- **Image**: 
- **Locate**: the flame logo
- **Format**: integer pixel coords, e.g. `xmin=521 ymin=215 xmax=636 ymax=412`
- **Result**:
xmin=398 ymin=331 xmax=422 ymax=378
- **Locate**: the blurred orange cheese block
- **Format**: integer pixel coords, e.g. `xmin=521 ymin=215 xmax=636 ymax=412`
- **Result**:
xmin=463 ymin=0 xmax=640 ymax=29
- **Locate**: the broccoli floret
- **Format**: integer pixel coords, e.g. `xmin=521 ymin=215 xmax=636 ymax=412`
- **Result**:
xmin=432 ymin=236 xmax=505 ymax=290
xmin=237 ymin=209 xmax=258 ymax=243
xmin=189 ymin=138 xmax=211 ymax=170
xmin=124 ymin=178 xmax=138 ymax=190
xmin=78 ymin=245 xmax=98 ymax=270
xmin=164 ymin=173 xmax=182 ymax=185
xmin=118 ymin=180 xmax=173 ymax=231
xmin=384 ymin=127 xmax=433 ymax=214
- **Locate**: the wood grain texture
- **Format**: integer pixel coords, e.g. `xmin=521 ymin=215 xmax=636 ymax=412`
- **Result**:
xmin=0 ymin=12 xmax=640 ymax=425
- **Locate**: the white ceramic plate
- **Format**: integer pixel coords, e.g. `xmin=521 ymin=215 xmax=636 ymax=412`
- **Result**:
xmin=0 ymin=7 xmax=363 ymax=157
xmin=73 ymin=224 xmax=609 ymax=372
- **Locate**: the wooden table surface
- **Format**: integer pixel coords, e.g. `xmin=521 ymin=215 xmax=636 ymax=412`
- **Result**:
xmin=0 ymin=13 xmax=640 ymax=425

- **What is expected**
Reproduce the material above, from its first line through the line holding "xmin=384 ymin=127 xmax=433 ymax=214", inclusive, keeping every request. Offset each bounding-box coordinate in the answers by adding 46 to it.

- **Task solution**
- **Image**: 
- **Locate**: the flame logo
- **Format**: integer pixel coords, e.g. `xmin=521 ymin=215 xmax=636 ymax=412`
- **Result**:
xmin=444 ymin=377 xmax=468 ymax=424
- **Locate**: the blurred orange cheese block
- **Format**: integer pixel coords, e.g. `xmin=521 ymin=215 xmax=636 ymax=412`
- **Result**:
xmin=509 ymin=46 xmax=686 ymax=75
- **Locate**: the broccoli floret
- **Format**: integer pixel coords, e.g. `xmin=521 ymin=215 xmax=636 ymax=412`
- **Result**:
xmin=478 ymin=282 xmax=551 ymax=336
xmin=283 ymin=255 xmax=304 ymax=289
xmin=235 ymin=184 xmax=257 ymax=216
xmin=170 ymin=224 xmax=184 ymax=236
xmin=124 ymin=291 xmax=144 ymax=316
xmin=210 ymin=219 xmax=228 ymax=231
xmin=164 ymin=226 xmax=219 ymax=277
xmin=430 ymin=173 xmax=479 ymax=260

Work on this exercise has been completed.